#### To-do list:
**a.** Reproduce the passage of the anti-spam article between "Under Habeas' business" and "spam getting through?", inclusive.
**b.** Write out the lines of the listing from the one containing "Objective: a point on each instance of the black belt" through the end of the listing, inclusive, swapping "navy" for "dark blue" and leaving everything else unchanged.

#### Document text:
COMPUTER RESEARCH & TECHNOLOGY
 

ETopics Anti Spam Control

A former executive of anti-spam group Mail Abuse Prevention System LLC has launched a service that relies on a poem, of all things, to help users and mail administrators combat the increasing glut of bulk unsolicited commercial e-mail.

Dubbed Habeas Inc., the company debuted last week with a twist on trusted-sender and “white-list” anti-spam solutions, that is, those where e-mail from known and trusted sources gets automatically accepted.

What is the idea behind how this works?
Habeas copyrighted a small poem that licensees can add to their headers, the top portion of their outgoing e-mail that identifies the sender.

Under Habeas' business model, Internet users and administrators can configure their systems so they check all incoming e-mail for Habeas' header and automatically accept mail that contains it, significantly reducing the load on Internet systems and users In-Boxes.

Why would this stop spam getting through?
One of the many tricks spammers use to get their mail past administrators is to forge “E-mail headers” so it appears that their e-mail looks like it comes from someone else. Under Habeas' plan, spammers who forge its header can be prosecuted under trademark and copyright law. According to Habeas, it can seek penalties of $1 million or more, shut down offenders through injunctions and refer them for criminal prosecution in severe cases.

Where other services help to identify which is, or is likely to be, spam, this method actually identifies the e-mail you want or at least are prepared to accept.

How is this different to other methods?

Location identification entries:
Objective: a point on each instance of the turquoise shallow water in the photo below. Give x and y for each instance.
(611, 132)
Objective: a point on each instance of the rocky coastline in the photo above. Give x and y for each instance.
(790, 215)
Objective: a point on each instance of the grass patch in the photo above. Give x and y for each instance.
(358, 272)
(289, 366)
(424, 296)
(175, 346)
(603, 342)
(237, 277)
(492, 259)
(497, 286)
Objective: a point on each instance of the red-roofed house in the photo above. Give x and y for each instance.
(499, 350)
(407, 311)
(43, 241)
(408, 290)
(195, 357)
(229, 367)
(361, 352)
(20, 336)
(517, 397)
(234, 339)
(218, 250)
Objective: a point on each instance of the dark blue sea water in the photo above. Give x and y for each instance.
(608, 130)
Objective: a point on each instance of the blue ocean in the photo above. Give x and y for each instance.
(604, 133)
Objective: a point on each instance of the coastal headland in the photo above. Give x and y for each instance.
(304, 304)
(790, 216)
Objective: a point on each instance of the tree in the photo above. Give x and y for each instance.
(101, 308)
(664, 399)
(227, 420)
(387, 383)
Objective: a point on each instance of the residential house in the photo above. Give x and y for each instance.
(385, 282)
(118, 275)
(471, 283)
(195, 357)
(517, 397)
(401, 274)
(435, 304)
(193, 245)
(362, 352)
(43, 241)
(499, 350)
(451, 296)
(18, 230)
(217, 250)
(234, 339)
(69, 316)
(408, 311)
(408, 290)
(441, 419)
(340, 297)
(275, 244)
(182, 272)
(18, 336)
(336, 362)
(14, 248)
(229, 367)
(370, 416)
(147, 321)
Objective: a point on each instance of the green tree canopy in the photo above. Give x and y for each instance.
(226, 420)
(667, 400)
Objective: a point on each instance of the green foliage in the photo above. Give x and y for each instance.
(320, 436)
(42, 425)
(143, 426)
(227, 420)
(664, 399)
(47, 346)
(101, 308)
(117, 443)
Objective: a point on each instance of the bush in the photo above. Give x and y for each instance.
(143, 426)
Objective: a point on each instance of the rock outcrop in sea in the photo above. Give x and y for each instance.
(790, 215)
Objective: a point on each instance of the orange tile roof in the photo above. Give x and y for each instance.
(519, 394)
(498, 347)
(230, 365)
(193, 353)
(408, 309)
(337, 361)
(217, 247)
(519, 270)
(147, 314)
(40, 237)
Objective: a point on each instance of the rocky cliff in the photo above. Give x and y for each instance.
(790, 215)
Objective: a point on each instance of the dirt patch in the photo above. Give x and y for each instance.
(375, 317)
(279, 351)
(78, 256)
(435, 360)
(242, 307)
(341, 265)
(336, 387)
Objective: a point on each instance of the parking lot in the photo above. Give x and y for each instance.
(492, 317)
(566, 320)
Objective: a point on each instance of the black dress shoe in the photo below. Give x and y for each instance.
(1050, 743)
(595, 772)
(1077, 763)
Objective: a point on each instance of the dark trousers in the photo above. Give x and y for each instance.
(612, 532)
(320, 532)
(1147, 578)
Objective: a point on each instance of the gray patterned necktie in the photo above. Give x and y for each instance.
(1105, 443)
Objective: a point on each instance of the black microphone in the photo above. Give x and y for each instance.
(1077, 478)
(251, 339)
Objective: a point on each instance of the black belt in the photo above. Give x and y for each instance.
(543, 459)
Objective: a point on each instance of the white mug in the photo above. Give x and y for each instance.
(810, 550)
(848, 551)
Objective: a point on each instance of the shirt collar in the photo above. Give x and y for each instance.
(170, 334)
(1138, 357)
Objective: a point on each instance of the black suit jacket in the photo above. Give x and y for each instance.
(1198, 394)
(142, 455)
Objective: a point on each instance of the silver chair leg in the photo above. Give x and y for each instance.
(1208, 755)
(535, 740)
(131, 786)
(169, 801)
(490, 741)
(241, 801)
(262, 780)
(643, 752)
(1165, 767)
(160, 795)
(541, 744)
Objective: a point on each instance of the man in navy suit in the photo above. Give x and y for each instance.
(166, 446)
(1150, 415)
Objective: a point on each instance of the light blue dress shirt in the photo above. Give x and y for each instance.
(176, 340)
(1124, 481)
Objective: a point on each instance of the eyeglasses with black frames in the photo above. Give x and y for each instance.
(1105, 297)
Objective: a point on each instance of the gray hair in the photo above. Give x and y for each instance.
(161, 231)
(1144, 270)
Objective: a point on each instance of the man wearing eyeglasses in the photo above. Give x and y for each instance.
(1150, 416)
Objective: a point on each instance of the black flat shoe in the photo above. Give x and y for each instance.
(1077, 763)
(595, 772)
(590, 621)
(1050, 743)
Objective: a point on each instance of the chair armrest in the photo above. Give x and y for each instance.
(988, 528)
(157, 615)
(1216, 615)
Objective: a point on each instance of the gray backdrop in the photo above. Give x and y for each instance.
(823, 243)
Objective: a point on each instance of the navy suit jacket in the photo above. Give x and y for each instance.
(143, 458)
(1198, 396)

#### Answers to each task:
**a.**
Under Habeas' business model, Internet users and administrators can configure their systems so they check all incoming e-mail for Habeas' header and automatically accept mail that contains it, significantly reducing the load on Internet systems and users In-Boxes.

Why would this stop spam getting through?

**b.**
Objective: a point on each instance of the black belt in the photo above. Give x and y for each instance.
(543, 459)
Objective: a point on each instance of the white mug in the photo above. Give x and y for each instance.
(810, 550)
(848, 551)
Objective: a point on each instance of the shirt collar in the photo above. Give x and y for each instance.
(170, 334)
(1138, 357)
Objective: a point on each instance of the black suit jacket in the photo above. Give x and y for each instance.
(1198, 394)
(142, 455)
Objective: a point on each instance of the silver chair leg in the photo above. Give x and y for each instance.
(1208, 755)
(535, 740)
(131, 786)
(169, 801)
(490, 741)
(241, 801)
(262, 780)
(643, 752)
(1165, 767)
(160, 795)
(541, 744)
Objective: a point on each instance of the man in dark blue suit in the photo above. Give x and y for each instance.
(166, 446)
(1150, 415)
Objective: a point on each instance of the light blue dress shirt in the photo above. Give x and y for each instance.
(176, 340)
(1124, 481)
Objective: a point on each instance of the eyeglasses with black frames in the photo above. Give x and y for each instance.
(1105, 297)
Objective: a point on each instance of the gray hair in the photo above. Give x and y for each instance.
(161, 231)
(1144, 270)
Objective: a point on each instance of the man wearing eyeglasses in the photo above. Give x and y for each instance.
(1150, 416)
Objective: a point on each instance of the black flat shoe in the photo above. Give x and y for each instance.
(1077, 763)
(595, 772)
(590, 621)
(1050, 743)
Objective: a point on each instance of the chair armrest in the photo above. Give x and y for each instance.
(988, 528)
(157, 615)
(1216, 615)
Objective: a point on each instance of the gray backdrop in the photo above. Give x and y for each instance.
(823, 243)
Objective: a point on each instance of the dark blue suit jacket in the photo above. Give x and y for each instance.
(143, 458)
(1198, 396)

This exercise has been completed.